(Material for this exercise begins)

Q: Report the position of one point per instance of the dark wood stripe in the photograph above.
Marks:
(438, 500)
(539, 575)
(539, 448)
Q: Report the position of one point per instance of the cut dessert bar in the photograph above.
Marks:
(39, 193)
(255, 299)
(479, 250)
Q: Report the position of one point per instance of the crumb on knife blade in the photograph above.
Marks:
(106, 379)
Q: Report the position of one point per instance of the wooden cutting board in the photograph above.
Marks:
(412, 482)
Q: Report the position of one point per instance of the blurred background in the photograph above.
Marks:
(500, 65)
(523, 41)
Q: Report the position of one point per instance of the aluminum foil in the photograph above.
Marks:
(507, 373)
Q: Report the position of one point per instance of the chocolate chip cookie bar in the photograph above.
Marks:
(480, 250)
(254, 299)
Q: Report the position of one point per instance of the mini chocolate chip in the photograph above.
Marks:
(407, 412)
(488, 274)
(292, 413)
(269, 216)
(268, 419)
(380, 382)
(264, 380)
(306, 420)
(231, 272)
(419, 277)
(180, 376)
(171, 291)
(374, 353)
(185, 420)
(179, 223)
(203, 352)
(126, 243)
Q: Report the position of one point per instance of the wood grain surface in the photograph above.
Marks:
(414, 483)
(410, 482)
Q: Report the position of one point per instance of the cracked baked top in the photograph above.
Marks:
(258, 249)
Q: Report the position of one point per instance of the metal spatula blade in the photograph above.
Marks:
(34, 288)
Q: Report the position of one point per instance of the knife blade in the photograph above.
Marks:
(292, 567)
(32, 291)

(Material for this exercise ends)

Find the word "blade" in the entries, then copy out every line that has it.

- [Output of the task]
Q: Report the position of one point per instance of the crumb on knife blade in the photograph above.
Q: Report the position of one point per instance of the metal spatula blade in the photograph above.
Q: Report the position of one point per instance of the knife blade in the photograph above.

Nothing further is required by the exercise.